Rewrite the stretch of the records from the line containing "Q: What bounding box encloses the tall" through the end of the records as a numbered list, leaving out any blank lines.
[begin Stored records]
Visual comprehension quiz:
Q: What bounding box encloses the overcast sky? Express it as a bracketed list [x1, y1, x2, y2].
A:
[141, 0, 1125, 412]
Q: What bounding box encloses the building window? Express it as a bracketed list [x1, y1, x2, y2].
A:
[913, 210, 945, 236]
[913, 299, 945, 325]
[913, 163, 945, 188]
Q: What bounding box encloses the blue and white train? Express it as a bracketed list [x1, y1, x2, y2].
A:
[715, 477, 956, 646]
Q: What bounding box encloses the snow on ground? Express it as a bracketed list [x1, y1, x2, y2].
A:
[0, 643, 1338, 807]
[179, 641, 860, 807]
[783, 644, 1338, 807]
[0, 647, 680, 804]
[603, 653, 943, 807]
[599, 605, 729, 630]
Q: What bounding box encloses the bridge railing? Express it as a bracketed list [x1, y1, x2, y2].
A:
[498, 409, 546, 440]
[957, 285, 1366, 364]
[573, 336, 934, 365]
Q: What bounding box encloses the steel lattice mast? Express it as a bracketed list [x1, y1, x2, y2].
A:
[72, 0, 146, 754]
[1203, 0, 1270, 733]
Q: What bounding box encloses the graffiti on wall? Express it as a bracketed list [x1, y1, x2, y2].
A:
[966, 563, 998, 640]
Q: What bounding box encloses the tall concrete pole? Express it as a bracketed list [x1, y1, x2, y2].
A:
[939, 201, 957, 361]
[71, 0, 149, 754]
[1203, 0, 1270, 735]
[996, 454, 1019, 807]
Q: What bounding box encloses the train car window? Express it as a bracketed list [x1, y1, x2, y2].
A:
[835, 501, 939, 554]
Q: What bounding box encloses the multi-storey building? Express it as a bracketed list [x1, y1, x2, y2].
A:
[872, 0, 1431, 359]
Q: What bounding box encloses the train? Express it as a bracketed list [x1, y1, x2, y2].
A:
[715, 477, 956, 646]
[end Stored records]
_Complete answer_.
1. Q: What bounding box encloses the tall concrete pole? Express it as a bracketed list [x1, y1, x2, y2].
2. A:
3. [939, 201, 957, 361]
4. [71, 0, 149, 754]
5. [1203, 0, 1270, 735]
6. [996, 454, 1019, 807]
7. Q: What bounding box encloses the train car window? Express it as a bracketed list [x1, y1, x2, y2].
8. A:
9. [835, 501, 939, 554]
10. Q: What bounding box encloses the multi-storey building? Express it as a bracketed list [x1, y1, x2, y2].
11. A:
12. [872, 0, 1431, 359]
13. Q: What bounding box encloses the train? Express it as a bracketed list [x1, y1, x2, y2].
14. A:
15. [715, 477, 956, 646]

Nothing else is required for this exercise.